■ **Source excerpt**
** Begin **
What Writing Has Taught Me about Animals

cowI have been involved in animal advocacy for nearly 20 years. My work has involved scholarly research on animal issues, blogging about animal rights, and, for three years, teaching a university course on social justice and animals.

Writing is my chief means of communicating, relating to the world, solving problems, examining issues, and reflecting on my own values and beliefs. As such, it has played a vital role in my thinking about animals

Researching animal issues, reading dozens of papers in which students grapple with their own attitudes toward animals, and exploring animal rights on the page has, more than anything else, shaped my thinking about the nonhuman beings with whom we share the Earth.

Writing has made me aware of the suffering of animals.

Like many people, I knew long ago that animals used for food, clothing, and laboratory testing, are treated with indifference and cruelty. But it was only through writing that I came face to face with the extent of the brutality they experience.
** End **
■ **Point annotation dataset records**
** Begin **
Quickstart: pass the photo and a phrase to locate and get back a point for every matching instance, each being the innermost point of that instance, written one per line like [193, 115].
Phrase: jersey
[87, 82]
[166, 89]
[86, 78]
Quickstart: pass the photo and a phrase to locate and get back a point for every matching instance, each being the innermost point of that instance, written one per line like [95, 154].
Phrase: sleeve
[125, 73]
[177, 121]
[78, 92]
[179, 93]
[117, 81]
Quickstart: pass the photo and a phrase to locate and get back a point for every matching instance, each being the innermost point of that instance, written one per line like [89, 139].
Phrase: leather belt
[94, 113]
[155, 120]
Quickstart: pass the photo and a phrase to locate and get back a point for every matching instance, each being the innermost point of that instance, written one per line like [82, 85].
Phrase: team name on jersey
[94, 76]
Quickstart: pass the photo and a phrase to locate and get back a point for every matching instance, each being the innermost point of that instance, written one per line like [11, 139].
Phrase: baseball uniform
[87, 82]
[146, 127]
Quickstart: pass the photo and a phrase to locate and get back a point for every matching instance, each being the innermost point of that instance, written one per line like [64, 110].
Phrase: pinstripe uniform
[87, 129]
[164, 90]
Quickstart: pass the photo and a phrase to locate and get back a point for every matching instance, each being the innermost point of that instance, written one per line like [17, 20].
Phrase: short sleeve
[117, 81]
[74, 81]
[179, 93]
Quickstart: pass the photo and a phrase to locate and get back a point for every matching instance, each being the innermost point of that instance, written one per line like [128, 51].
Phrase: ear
** End **
■ **Do this**
Return the part of the essay on writing and animals above that opens with the words containing "Writing is my" and closes with "suffering of animals.", copied word for word.

■ **Response to the exercise**
Writing is my chief means of communicating, relating to the world, solving problems, examining issues, and reflecting on my own values and beliefs. As such, it has played a vital role in my thinking about animals

Researching animal issues, reading dozens of papers in which students grapple with their own attitudes toward animals, and exploring animal rights on the page has, more than anything else, shaped my thinking about the nonhuman beings with whom we share the Earth.

Writing has made me aware of the suffering of animals.